# TASK DATA start
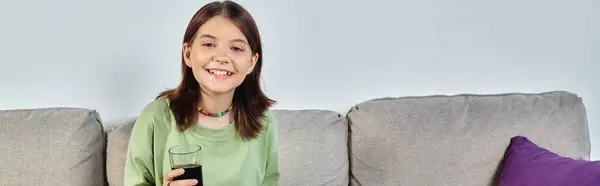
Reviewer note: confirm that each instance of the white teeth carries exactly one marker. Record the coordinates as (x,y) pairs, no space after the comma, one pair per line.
(220,73)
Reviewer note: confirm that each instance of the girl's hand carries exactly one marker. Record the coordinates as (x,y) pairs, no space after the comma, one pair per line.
(168,181)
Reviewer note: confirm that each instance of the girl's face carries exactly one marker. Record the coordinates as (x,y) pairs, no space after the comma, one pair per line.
(219,55)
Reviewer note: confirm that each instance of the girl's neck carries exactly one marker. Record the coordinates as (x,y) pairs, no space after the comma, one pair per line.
(215,103)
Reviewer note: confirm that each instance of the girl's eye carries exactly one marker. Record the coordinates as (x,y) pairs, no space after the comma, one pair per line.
(237,49)
(208,44)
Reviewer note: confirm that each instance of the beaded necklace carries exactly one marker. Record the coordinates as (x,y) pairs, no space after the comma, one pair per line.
(206,113)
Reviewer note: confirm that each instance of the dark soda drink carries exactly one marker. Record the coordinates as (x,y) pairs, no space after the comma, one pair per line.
(191,171)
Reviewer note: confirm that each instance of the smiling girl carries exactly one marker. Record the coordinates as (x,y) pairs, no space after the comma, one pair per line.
(218,105)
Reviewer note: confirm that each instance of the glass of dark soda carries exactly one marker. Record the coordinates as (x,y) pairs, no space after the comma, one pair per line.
(189,158)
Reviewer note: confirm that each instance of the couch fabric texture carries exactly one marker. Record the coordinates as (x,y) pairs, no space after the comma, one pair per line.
(52,146)
(458,140)
(455,140)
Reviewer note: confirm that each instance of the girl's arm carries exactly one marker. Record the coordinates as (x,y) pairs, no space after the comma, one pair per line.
(139,166)
(272,169)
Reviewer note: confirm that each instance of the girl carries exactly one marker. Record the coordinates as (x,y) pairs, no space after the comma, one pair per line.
(218,105)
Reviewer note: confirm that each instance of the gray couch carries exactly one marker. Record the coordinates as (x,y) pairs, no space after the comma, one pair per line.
(435,140)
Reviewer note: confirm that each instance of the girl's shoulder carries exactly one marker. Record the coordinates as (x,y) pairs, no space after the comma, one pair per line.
(156,111)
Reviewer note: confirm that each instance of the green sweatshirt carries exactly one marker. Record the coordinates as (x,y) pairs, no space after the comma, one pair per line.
(227,160)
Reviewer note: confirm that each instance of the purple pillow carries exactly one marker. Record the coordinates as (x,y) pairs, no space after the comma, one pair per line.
(526,164)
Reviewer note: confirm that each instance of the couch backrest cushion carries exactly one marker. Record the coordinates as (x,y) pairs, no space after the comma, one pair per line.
(458,140)
(117,140)
(53,146)
(312,148)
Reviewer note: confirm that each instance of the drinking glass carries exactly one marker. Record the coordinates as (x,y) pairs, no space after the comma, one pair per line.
(188,157)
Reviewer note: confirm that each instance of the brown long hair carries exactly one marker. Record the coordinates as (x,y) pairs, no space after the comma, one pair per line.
(249,102)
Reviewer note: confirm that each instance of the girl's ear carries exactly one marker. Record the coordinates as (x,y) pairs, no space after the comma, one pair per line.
(253,63)
(186,51)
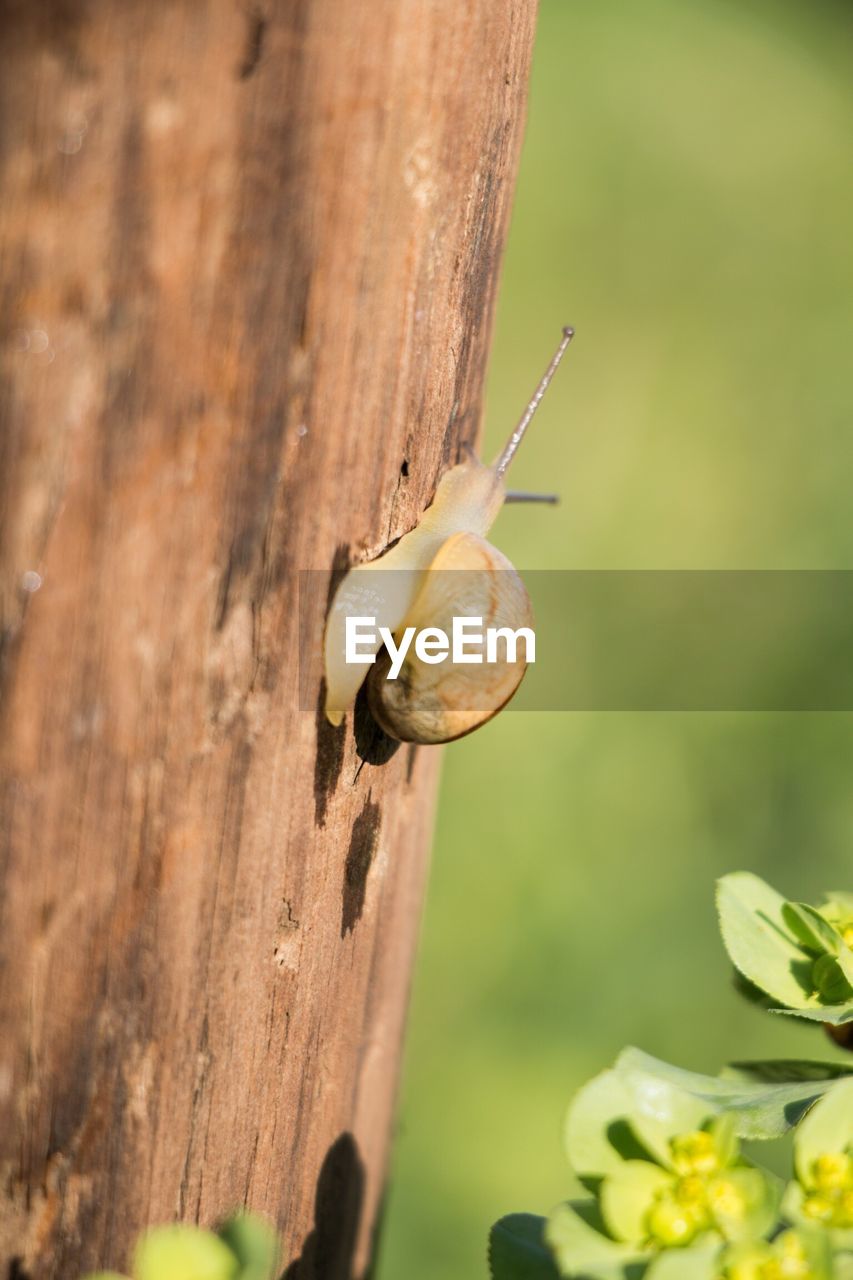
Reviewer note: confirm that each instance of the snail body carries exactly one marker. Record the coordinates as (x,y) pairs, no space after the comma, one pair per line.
(430,703)
(434,703)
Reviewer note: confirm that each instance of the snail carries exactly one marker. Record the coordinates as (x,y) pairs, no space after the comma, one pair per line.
(415,589)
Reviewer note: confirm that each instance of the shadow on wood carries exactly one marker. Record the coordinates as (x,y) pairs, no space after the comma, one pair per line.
(329,1249)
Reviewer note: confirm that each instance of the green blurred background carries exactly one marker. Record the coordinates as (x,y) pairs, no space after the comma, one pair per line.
(685,201)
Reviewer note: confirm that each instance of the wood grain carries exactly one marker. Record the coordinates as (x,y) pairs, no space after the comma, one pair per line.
(249,265)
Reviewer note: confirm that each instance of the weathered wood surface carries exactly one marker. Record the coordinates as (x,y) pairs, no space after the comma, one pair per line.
(249,264)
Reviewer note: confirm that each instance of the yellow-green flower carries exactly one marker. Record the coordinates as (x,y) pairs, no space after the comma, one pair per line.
(793,1256)
(697,1184)
(822,1193)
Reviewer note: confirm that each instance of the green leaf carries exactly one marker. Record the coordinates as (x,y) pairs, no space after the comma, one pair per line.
(788,1070)
(836,1015)
(518,1249)
(758,938)
(761,1110)
(626,1197)
(828,1129)
(596,1143)
(181,1252)
(254,1243)
(811,929)
(576,1238)
(696,1262)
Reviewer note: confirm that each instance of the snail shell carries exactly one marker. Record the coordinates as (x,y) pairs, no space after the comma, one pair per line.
(437,703)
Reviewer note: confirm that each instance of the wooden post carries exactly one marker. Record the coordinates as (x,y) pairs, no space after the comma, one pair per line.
(250,256)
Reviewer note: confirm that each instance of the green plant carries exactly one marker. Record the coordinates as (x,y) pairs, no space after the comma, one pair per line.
(669,1192)
(242,1248)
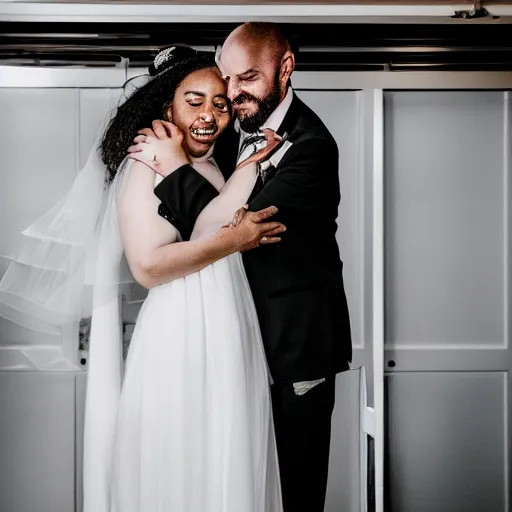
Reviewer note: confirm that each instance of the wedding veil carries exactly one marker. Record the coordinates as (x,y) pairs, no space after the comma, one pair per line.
(70,266)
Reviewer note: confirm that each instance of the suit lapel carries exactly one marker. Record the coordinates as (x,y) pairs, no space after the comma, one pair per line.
(291,117)
(226,151)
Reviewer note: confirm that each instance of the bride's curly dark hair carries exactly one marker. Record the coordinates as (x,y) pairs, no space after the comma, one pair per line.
(150,102)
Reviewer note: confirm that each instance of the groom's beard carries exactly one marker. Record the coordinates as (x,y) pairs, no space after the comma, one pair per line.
(266,106)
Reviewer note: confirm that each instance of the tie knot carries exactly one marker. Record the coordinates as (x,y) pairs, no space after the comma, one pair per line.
(250,144)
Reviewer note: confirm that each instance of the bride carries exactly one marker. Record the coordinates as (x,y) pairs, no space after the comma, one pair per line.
(186,425)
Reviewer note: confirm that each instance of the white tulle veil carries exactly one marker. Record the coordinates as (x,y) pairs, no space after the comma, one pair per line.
(70,265)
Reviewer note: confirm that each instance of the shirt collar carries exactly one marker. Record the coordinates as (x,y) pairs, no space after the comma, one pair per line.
(276,118)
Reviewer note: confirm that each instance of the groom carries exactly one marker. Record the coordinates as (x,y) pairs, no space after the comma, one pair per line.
(297,284)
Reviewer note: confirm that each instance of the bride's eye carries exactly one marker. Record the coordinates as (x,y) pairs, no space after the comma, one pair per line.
(222,106)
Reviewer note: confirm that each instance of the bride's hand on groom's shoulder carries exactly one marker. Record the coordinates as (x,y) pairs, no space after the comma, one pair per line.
(159,147)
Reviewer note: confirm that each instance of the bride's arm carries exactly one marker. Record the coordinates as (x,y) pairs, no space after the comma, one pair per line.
(149,241)
(233,195)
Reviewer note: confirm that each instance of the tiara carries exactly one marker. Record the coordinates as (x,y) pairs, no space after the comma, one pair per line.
(163,56)
(173,53)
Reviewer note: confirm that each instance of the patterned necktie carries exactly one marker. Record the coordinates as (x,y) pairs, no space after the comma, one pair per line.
(250,144)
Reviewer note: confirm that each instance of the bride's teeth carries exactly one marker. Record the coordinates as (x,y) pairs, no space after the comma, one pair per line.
(203,131)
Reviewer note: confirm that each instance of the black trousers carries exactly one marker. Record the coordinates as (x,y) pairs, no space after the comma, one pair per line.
(303,435)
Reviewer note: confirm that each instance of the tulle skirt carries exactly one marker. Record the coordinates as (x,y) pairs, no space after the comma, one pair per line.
(194,430)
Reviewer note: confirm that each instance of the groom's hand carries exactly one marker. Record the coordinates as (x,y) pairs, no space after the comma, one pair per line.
(252,229)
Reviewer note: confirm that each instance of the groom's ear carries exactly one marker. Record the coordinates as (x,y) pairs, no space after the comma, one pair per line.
(287,67)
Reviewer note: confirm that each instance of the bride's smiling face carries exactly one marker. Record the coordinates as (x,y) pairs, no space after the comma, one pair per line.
(200,109)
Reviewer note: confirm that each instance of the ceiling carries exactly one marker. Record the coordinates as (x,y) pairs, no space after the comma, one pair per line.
(319,46)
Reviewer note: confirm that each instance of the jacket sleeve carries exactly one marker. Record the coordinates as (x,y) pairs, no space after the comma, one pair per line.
(184,194)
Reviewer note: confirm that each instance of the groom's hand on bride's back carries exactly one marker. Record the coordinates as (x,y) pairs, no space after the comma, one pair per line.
(249,230)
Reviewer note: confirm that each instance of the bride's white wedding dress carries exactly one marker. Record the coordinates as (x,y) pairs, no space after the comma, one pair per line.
(194,430)
(188,427)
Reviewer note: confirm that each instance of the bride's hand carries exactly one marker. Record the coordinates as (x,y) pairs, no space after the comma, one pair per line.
(273,140)
(160,148)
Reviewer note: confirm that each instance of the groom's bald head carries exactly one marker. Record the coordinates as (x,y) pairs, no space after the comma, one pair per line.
(257,62)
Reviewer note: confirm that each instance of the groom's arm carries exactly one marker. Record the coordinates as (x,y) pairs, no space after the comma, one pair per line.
(184,194)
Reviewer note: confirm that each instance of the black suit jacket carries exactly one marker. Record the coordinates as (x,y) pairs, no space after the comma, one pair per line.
(297,284)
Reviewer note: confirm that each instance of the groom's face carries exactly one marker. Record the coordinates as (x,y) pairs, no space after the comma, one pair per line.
(252,76)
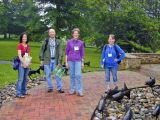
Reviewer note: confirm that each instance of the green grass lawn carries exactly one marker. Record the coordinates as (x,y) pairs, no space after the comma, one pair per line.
(8,51)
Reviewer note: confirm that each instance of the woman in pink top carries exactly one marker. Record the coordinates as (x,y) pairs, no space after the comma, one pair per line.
(75,62)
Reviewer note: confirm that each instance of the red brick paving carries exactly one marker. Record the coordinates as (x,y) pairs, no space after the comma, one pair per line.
(41,105)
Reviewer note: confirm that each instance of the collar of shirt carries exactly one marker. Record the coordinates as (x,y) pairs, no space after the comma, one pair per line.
(51,38)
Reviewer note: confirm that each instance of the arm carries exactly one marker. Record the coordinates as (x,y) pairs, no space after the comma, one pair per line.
(103,55)
(82,52)
(121,52)
(41,56)
(60,53)
(66,57)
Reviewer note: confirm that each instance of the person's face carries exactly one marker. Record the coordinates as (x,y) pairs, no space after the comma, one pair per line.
(24,38)
(111,40)
(75,34)
(52,33)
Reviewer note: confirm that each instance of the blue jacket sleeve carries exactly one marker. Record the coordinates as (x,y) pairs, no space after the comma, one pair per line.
(121,52)
(103,55)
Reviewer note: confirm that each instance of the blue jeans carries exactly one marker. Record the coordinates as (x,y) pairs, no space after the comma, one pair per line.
(113,70)
(48,69)
(22,80)
(75,76)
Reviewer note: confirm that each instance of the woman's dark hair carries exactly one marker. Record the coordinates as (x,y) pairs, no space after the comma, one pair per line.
(21,36)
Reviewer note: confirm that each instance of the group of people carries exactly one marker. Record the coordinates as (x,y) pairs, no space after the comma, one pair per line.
(51,57)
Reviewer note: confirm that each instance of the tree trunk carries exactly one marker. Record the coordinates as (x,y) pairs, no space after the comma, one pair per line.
(5,35)
(9,36)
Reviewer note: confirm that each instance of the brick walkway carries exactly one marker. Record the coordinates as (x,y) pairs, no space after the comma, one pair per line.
(41,105)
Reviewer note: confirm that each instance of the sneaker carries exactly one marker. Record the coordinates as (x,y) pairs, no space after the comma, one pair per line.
(50,90)
(26,94)
(20,96)
(80,94)
(116,87)
(60,91)
(72,92)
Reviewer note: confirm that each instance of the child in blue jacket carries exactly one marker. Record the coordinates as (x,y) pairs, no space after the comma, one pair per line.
(112,54)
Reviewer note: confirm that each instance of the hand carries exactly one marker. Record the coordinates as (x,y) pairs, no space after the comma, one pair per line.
(42,63)
(82,65)
(102,66)
(116,60)
(59,65)
(67,65)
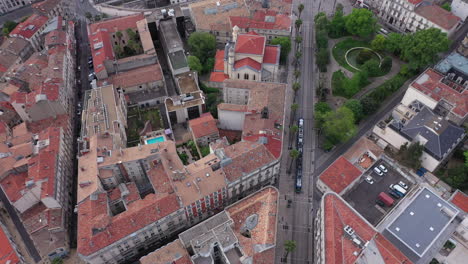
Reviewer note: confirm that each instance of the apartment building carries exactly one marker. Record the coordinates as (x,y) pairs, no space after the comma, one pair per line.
(246,57)
(228,237)
(10,5)
(413,15)
(271,17)
(36,177)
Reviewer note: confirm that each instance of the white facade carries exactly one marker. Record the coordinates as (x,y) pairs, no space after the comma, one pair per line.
# TASK DATA end
▶ [WHAT IS NEEDED]: Copy out exactly the lines between the line that contains "Reviewer note: confirm that each instance of the child" and the last line of the records, both ends included; leave out every picture.

▶ [ANSWER FOR THE TASK]:
Reviewer note: confirm that each instance of the child in blue jacket carries exactly one marker. Record the coordinates as (x,y) pairs, no space after the comma, one pair per line.
(112,54)
Reviewer note: confirm that each instance of the hand carries exactly one marker. Record the coordinates as (x,y) pairs, no space after the comma, one pair per line.
(42,63)
(82,65)
(102,66)
(116,60)
(59,65)
(67,65)
Reviewer note: confirm that each instance of the apartment building carries exactly one marker. Record the coordinates as (x,y) pairs, no space after the comma, one pair per line.
(246,57)
(228,237)
(10,5)
(413,15)
(271,17)
(36,177)
Reviewer note: confirm that each instance of the white facade carries exactly one marker. Record the coordinates as (x,y) pairs, no space after the comma, one pair per line.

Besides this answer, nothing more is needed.